## [EXTRAIT À LIRE]

Métavers et tourisme : une mosaïque de possibles

Si le métavers dans son intégralité relève encore de l’anticipation, certains de ses constituants, tels que la réalité virtuelle ou les certificats numériques (NFT), sont déjà utilisés dans les secteurs culturels, patrimoniaux et touristiques. Une récente étude commanditée par La Banque des Territoires éclaire sur ces nouveaux possibles et leurs usages par les collectivités, pour attirer, renouveler et fidéliser différents publics et clientèles touristiques.

La cathédrale Notre-Dame transcrite en réalité virtuelle ; la pyramide de Keops explorée en images de synthèse immersives ; Venise (re)découverte par un dispositif virtuel… Tels sont quelques-uns des premiers jalons posés entre des sites touristiques d’envergure mondiale et des technologies numériques de re-création d’univers.

## [DONNÉES SOURCES]
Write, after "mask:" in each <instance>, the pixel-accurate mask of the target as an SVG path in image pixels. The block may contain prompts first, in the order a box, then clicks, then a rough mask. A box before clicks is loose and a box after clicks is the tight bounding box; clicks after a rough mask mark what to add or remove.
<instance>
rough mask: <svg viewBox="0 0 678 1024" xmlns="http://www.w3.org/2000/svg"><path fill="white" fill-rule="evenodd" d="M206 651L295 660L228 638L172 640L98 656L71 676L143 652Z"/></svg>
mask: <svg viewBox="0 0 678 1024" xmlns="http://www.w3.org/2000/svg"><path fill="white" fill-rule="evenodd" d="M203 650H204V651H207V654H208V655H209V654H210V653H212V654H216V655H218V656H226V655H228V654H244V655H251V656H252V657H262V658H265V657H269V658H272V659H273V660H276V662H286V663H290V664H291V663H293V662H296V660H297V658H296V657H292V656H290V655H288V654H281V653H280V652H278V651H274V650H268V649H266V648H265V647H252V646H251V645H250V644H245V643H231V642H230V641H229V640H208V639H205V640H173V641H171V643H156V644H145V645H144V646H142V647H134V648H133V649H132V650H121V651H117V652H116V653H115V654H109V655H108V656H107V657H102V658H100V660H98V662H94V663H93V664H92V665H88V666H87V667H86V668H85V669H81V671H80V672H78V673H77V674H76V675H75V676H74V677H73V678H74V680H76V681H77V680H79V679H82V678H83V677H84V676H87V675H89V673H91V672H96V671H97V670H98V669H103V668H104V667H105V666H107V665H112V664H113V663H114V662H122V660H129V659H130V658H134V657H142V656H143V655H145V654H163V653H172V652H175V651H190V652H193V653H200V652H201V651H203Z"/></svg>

## [BUT DE LA TÂCHE]
Recopiez l'extrait sur le métavers et le tourisme en entier, sans y changer un mot. Ces données n'ont aucun rapport avec l'extrait.

## [SOLUTION]
Métavers et tourisme : une mosaïque de possibles

Si le métavers dans son intégralité relève encore de l’anticipation, certains de ses constituants, tels que la réalité virtuelle ou les certificats numériques (NFT), sont déjà utilisés dans les secteurs culturels, patrimoniaux et touristiques. Une récente étude commanditée par La Banque des Territoires éclaire sur ces nouveaux possibles et leurs usages par les collectivités, pour attirer, renouveler et fidéliser différents publics et clientèles touristiques.

La cathédrale Notre-Dame transcrite en réalité virtuelle ; la pyramide de Keops explorée en images de synthèse immersives ; Venise (re)découverte par un dispositif virtuel… Tels sont quelques-uns des premiers jalons posés entre des sites touristiques d’envergure mondiale et des technologies numériques de re-création d’univers.